### Zitierter Textauszug
Auf der konzeptuellen Ebene ist der Pol minimaler Flexibilität zum Beispiel das Angebot von E-Mailberatung. Maximale Flexibilität läge im Angebot von Offline- und Onlineberatung, wobei die Onlineberatung über mehrere Kanäle oder einen fluiden erfolgt. Die Zeitdimension ist minimal flexibel, wenn ausschließlich asynchron oder ausschließlich synchron beraten wird. Demzufolge wird maximale Flexibilität durch Mischformen, in denen asynchrone und synchrone Beratung realisierbar ist, erreicht. Die Sozialdimension ist wiederum minimal, wenn lediglich 1:1-Beratung möglich ist. Maximal flexibel ist die Option n:n, also mehrere Kommunikationspartner:innen auf beiden Seiten. Die Zeichendimension ist wiederum minimal, wenn sie nur text- oder nur tonbasiert möglich ist.52 Eine fluide Beratung ist maximal flexibel, wenn beispielsweise eine Videoberatung durch einen Chat mit der Nutzung von Emojis und die Möglichkeit der Präsentation angeboten wird. Dieses 4-Dimensionen-Flexibilitätsmodell ist ein Ansatz, der noch entwicklungsfähig und um weitere Dimensionen ergänzbar ist. Die entwickelte Systematisierung könnte Ausgleichspotenzial bestehender Nachteile eines Formats in der Kombination mit einem weiteren Format sichtbar machen.

5.3 Vor- und Nachteile der Onlineberatung

Sieland und Rahm (vgl. 2007: 390) weisen auf die Personal- und Kostenintensität der persönlichen Beratung hin. Demgegenüber erfordert die Onlineberatung eine höhere Medienkompetenz beider Beratungspartner:innen. Beim textbasierten Chatten oder VoIP-Telefonieren (ohne Bildübermittlung) fallen visuelle Elemente wie Mimik und Gestik weg (vgl. Boer 2000: 4; Knatz/Schumacher 2019: 4). Während in der Telefonie die Tonhöhe und Sprechtempo als Informationsquelle vorhanden sind, sind diese beim textbasierten Chat nicht gegeben. Allerdings bieten zahlreiche Chatprogramme Multiebenenkommunikation, indem Bildzeichen (Emojis) und andere kreative Ausdrucksweisen verwendet werden können (vgl. Walther 1992).
######
Ziel der Aufgabe — Gib aus dem Textauszug zur Onlineberatung alles von „Sieland und Rahm“ bis hinunter zu „(vgl. Walther 1992).“ wortgetreu wieder. Die Einträge spielen hierfür keine Rolle.
### Bereitgestellte Einträge
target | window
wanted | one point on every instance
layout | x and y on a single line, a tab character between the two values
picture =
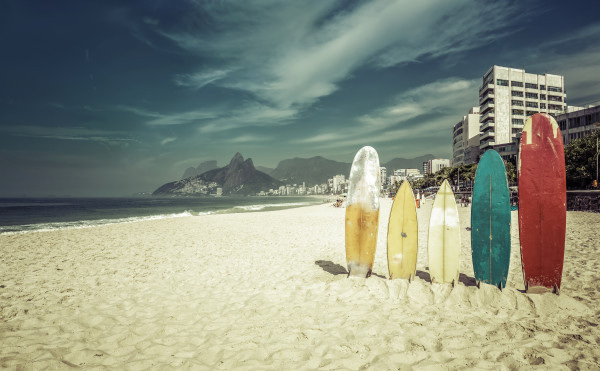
562	124
531	95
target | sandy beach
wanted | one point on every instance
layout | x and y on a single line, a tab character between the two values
269	290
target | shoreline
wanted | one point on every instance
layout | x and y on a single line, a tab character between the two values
269	290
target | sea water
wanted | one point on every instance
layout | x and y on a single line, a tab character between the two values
18	215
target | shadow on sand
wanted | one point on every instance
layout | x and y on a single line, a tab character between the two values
336	269
462	278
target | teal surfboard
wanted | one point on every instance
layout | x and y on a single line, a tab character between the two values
490	221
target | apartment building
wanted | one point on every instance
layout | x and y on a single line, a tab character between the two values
465	139
508	96
577	122
435	165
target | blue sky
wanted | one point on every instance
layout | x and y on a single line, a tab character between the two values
112	98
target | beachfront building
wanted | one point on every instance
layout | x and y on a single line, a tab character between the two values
383	177
436	165
338	184
577	122
465	136
508	96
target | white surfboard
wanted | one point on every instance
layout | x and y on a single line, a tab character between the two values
362	212
443	247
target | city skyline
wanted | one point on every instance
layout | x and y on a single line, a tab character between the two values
112	99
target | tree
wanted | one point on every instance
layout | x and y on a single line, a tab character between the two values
580	160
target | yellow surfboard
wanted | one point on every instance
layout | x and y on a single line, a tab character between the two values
443	247
362	212
403	234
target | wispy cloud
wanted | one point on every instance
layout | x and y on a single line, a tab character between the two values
164	119
167	140
113	139
576	56
417	113
249	138
288	56
200	79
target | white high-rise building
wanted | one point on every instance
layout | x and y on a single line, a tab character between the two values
465	135
435	165
508	96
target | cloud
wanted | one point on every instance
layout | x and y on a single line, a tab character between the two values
249	138
421	112
575	56
252	114
287	56
161	119
295	64
200	79
167	140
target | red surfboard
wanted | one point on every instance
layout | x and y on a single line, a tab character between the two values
542	202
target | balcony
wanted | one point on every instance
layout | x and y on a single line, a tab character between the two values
487	135
487	106
489	116
487	126
487	95
486	145
486	86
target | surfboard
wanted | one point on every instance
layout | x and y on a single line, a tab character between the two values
403	234
542	202
490	221
443	246
362	212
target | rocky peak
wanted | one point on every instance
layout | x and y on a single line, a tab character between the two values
237	160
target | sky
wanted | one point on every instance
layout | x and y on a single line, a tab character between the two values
111	98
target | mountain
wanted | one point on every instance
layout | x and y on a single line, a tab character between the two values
314	170
239	177
266	170
408	163
202	168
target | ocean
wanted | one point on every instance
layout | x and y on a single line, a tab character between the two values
18	215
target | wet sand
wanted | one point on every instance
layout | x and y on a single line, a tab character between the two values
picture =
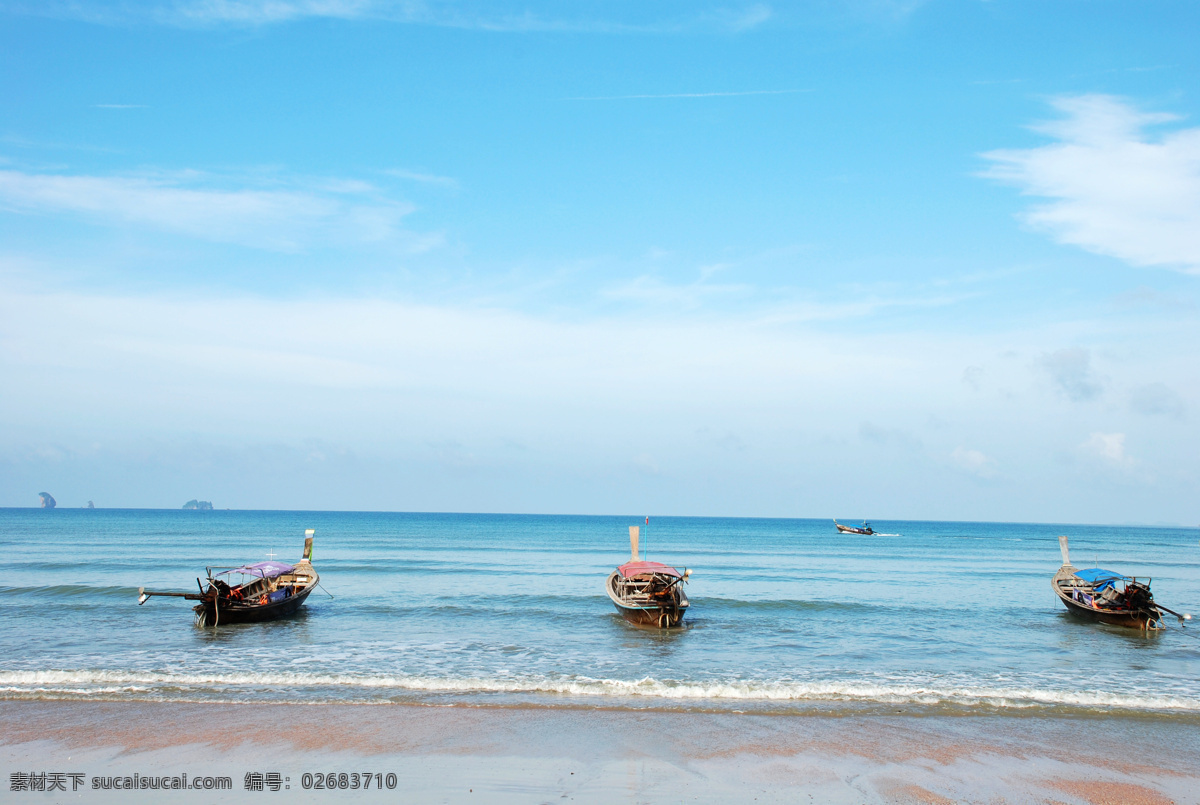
564	755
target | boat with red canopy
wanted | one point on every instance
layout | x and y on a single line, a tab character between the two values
648	593
263	590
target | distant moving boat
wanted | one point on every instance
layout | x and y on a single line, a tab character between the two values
1108	596
263	590
648	593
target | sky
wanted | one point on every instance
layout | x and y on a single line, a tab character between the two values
840	258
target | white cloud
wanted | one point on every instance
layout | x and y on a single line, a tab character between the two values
1072	371
1114	188
286	220
1157	400
973	462
1109	448
515	17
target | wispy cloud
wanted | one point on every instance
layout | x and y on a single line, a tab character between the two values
1115	190
503	17
286	218
1157	400
1071	370
1109	449
684	95
975	462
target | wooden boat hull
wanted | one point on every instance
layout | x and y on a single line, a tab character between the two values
1144	619
665	616
249	613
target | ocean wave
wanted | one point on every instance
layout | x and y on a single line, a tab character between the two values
96	683
70	590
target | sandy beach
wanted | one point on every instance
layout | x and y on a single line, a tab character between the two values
543	755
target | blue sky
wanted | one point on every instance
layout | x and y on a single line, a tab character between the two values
857	258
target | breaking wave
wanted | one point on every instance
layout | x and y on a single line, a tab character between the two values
319	688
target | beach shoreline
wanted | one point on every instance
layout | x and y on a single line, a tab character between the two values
460	754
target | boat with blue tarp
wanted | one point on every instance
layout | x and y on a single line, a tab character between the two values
250	593
1108	596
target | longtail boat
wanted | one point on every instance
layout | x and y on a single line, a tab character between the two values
648	593
855	529
1108	596
252	593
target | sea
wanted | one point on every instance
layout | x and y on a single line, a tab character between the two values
786	617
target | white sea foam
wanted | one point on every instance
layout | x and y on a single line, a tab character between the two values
301	686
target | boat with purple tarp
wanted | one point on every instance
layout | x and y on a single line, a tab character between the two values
263	590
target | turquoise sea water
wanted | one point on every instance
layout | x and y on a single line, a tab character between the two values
786	614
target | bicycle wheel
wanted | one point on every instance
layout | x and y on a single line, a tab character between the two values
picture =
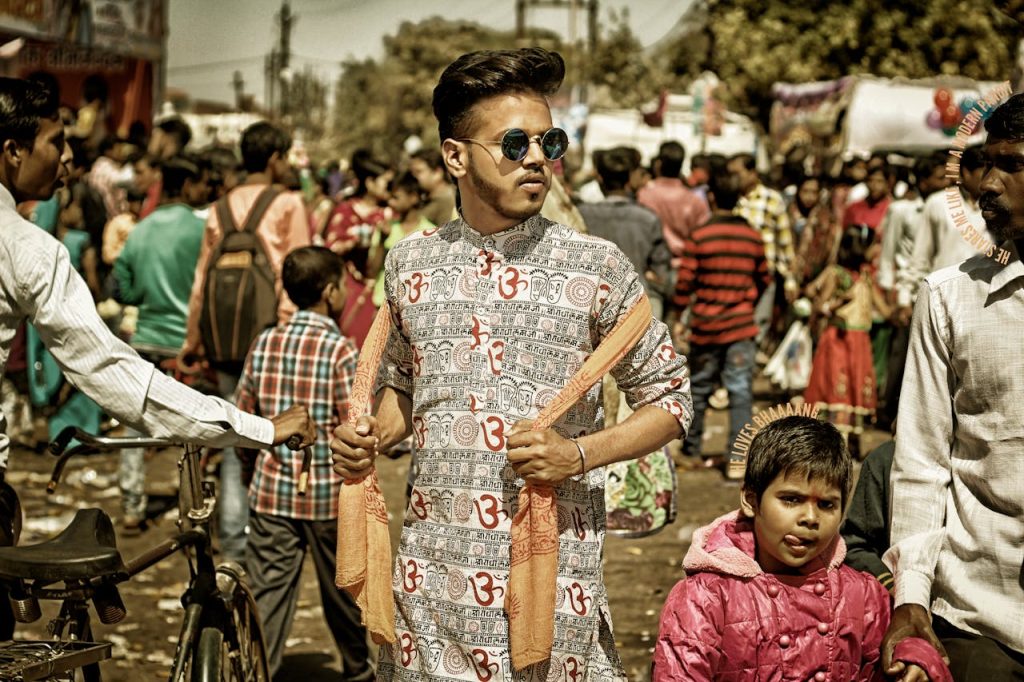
235	651
246	645
208	658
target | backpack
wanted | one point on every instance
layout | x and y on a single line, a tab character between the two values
240	299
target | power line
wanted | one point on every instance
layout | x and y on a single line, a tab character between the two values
215	65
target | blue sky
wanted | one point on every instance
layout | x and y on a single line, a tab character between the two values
209	41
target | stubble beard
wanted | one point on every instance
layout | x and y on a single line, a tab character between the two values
492	196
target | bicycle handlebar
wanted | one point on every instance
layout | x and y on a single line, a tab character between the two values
93	443
89	443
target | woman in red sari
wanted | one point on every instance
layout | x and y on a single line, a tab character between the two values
349	232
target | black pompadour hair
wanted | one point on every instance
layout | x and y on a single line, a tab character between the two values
23	103
798	445
307	271
477	76
1007	122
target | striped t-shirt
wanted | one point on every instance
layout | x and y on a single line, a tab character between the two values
722	274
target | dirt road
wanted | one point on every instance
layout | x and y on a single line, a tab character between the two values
638	572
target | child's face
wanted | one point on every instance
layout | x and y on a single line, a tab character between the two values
796	520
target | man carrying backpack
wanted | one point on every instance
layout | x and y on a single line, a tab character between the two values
238	291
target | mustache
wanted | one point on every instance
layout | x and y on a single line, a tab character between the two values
534	177
989	202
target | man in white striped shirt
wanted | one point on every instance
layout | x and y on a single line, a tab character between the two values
957	477
38	284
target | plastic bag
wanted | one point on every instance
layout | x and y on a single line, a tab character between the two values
790	368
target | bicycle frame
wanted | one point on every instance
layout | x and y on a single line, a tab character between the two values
204	599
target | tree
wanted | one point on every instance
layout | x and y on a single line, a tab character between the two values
378	104
752	44
623	75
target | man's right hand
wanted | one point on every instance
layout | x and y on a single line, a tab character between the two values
908	621
354	449
190	359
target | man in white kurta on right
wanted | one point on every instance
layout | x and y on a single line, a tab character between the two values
957	476
492	314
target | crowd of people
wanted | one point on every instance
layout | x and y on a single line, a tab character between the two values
255	283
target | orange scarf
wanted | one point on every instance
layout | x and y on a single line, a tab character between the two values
364	543
530	597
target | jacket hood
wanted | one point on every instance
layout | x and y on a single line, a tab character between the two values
727	546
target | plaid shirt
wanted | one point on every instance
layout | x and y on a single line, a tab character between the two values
305	361
765	210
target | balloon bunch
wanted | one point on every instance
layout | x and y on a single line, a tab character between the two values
947	114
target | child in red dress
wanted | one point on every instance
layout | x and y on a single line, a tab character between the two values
843	385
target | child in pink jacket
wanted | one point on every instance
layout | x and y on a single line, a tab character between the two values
767	596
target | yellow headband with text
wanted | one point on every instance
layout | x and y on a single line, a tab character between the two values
737	463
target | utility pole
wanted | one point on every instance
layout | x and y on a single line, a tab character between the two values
286	20
572	6
239	85
270	80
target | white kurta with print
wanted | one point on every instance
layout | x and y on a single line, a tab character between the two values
486	331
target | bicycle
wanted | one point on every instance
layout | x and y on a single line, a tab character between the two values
221	637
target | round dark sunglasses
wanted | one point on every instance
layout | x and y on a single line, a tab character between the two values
515	143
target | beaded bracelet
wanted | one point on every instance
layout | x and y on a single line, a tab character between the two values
583	461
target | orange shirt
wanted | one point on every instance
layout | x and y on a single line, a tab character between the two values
283	228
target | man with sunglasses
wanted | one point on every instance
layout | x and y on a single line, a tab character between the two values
494	312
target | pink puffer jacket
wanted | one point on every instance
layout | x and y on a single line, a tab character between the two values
730	621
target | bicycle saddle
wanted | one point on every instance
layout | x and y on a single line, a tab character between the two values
87	548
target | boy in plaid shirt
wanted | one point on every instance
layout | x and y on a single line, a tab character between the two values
305	361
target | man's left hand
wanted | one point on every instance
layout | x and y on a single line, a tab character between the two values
541	458
294	421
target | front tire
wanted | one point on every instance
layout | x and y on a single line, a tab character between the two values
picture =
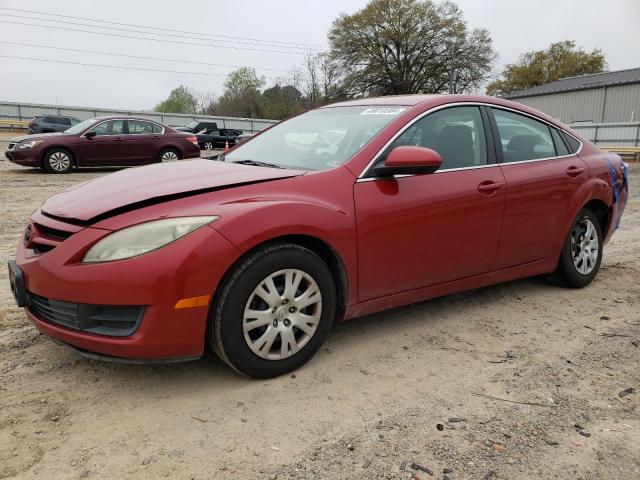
274	311
58	160
169	155
581	252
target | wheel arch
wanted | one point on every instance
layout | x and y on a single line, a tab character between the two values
318	246
74	158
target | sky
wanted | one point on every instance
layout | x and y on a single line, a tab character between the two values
269	35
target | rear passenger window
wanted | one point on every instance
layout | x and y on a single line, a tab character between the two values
456	133
523	138
561	148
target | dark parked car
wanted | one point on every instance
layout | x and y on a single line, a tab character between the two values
104	141
51	123
216	138
244	137
196	127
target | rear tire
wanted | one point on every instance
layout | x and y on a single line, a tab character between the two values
264	333
58	160
169	155
581	252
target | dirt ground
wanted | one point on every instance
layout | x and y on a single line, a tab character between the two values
424	388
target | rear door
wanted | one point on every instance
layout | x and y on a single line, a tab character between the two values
542	179
422	230
142	142
106	148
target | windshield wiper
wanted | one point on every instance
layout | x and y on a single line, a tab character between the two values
257	163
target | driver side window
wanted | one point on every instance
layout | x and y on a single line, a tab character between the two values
456	133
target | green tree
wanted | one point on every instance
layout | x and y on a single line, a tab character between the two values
241	95
180	100
409	46
280	102
560	60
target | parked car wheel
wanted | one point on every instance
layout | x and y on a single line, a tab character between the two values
169	155
58	160
274	311
581	253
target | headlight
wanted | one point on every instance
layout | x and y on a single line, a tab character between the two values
29	144
146	237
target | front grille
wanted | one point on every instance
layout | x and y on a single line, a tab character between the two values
111	320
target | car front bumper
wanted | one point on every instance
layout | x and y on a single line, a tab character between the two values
27	157
190	267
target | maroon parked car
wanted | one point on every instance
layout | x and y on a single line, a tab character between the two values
103	141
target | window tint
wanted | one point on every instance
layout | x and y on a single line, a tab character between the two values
574	145
456	133
100	129
138	127
561	148
523	138
116	127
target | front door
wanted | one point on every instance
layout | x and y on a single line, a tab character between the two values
417	231
542	177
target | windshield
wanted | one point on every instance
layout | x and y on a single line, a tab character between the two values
318	139
80	127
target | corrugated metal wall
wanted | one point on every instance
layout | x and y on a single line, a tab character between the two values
604	104
25	111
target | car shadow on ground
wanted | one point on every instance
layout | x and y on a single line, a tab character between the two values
346	337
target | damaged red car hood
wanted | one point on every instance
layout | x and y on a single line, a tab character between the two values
153	184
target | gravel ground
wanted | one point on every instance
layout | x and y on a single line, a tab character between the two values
515	381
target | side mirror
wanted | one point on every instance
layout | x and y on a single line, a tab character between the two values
409	160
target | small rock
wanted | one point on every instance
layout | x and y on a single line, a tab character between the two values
626	391
456	419
415	466
498	447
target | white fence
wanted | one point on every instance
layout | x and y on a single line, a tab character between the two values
26	111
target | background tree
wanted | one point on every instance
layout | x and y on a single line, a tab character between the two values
180	100
241	97
561	59
280	102
409	46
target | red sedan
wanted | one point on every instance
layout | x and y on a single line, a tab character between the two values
339	212
103	141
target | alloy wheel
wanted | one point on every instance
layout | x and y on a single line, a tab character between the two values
59	161
282	314
169	156
584	246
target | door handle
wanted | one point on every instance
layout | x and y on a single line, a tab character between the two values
574	171
489	187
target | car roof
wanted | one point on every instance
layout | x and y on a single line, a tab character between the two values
408	100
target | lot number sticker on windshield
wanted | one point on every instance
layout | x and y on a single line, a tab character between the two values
383	111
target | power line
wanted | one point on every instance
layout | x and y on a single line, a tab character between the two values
121	67
150	39
136	56
128	30
163	28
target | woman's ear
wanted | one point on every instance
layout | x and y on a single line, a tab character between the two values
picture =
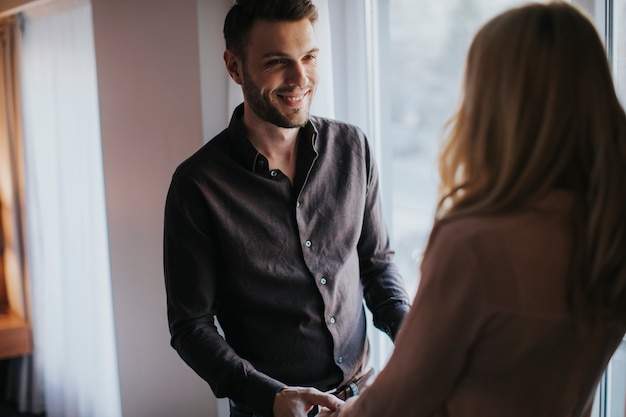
233	66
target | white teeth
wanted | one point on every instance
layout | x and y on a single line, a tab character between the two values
293	98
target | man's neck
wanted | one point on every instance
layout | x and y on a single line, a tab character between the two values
278	145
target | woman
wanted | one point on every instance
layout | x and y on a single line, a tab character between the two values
522	299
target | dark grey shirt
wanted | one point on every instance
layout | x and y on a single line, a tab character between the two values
284	268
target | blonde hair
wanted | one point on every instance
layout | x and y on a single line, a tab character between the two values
539	111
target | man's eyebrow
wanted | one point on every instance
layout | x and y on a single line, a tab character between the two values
279	54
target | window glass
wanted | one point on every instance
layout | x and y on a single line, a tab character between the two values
423	48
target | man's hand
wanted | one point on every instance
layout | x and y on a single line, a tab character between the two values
299	401
341	411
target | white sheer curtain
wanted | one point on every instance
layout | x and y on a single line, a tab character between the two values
74	346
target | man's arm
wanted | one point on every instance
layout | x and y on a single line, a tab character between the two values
190	280
383	286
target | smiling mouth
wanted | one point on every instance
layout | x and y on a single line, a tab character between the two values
293	100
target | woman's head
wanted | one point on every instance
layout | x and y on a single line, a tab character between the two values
538	111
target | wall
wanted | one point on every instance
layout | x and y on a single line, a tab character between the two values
147	55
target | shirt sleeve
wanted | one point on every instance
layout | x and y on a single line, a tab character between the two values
190	281
434	342
383	286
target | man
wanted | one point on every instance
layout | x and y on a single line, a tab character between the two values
275	227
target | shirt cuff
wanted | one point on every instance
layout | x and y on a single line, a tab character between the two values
390	318
260	393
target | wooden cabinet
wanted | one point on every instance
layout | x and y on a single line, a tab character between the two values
15	336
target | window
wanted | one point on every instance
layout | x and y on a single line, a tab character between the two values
422	47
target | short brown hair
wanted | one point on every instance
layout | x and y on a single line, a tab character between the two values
244	13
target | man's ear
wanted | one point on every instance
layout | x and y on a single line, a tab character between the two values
233	66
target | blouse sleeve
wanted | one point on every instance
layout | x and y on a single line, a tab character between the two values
435	340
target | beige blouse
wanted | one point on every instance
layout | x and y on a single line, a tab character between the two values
489	333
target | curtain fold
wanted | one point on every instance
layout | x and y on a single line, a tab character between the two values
11	168
20	383
72	312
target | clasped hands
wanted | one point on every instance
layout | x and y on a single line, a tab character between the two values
299	401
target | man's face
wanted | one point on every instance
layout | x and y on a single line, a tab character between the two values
279	73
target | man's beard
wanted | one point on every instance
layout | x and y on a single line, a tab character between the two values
262	105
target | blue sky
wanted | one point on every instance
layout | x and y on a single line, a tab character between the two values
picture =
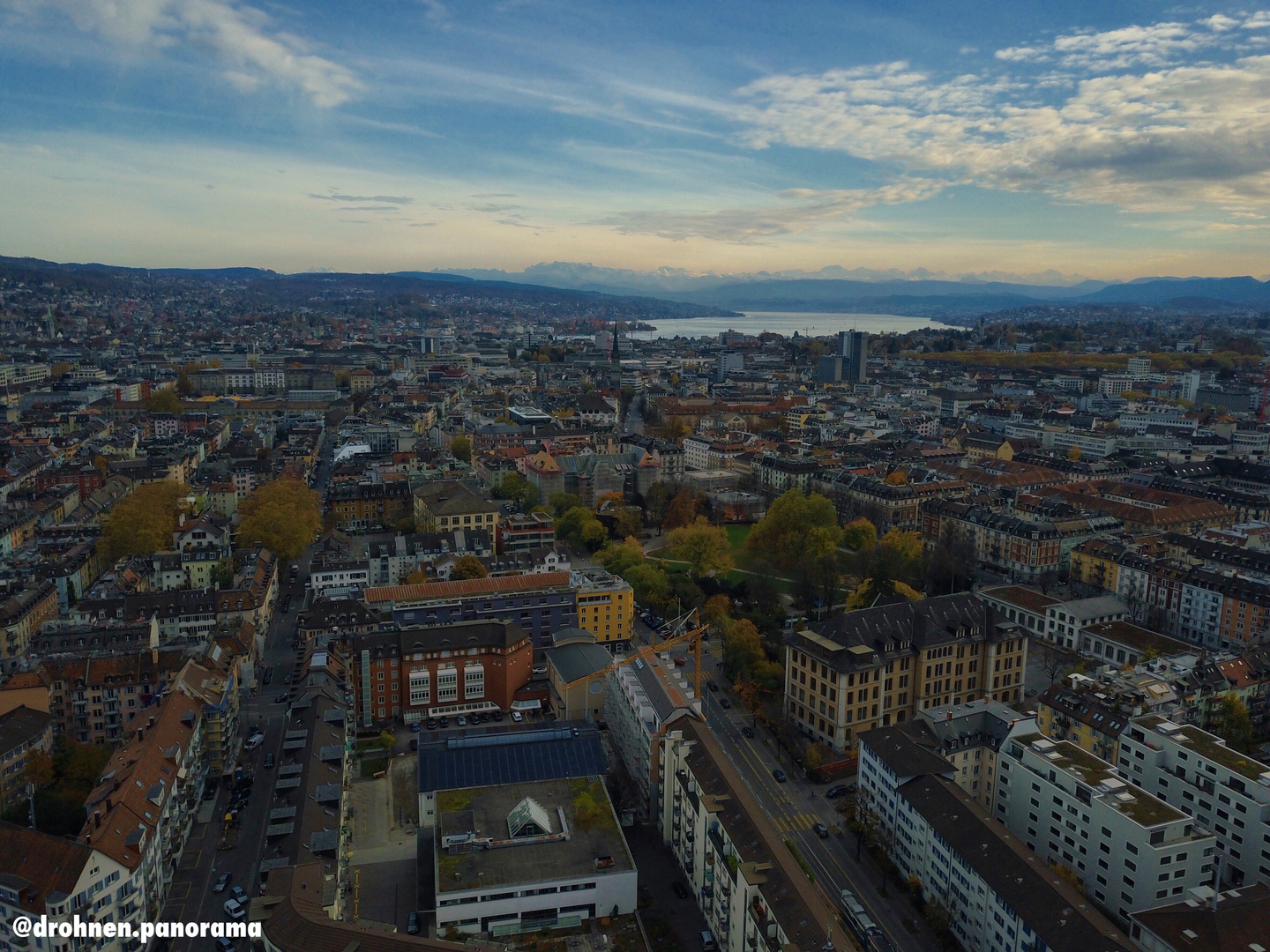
1007	138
######
Ergebnis der Aufgabe —
Sieland und Rahm (vgl. 2007: 390) weisen auf die Personal- und Kostenintensität der persönlichen Beratung hin. Demgegenüber erfordert die Onlineberatung eine höhere Medienkompetenz beider Beratungspartner:innen. Beim textbasierten Chatten oder VoIP-Telefonieren (ohne Bildübermittlung) fallen visuelle Elemente wie Mimik und Gestik weg (vgl. Boer 2000: 4; Knatz/Schumacher 2019: 4). Während in der Telefonie die Tonhöhe und Sprechtempo als Informationsquelle vorhanden sind, sind diese beim textbasierten Chat nicht gegeben. Allerdings bieten zahlreiche Chatprogramme Multiebenenkommunikation, indem Bildzeichen (Emojis) und andere kreative Ausdrucksweisen verwendet werden können (vgl. Walther 1992).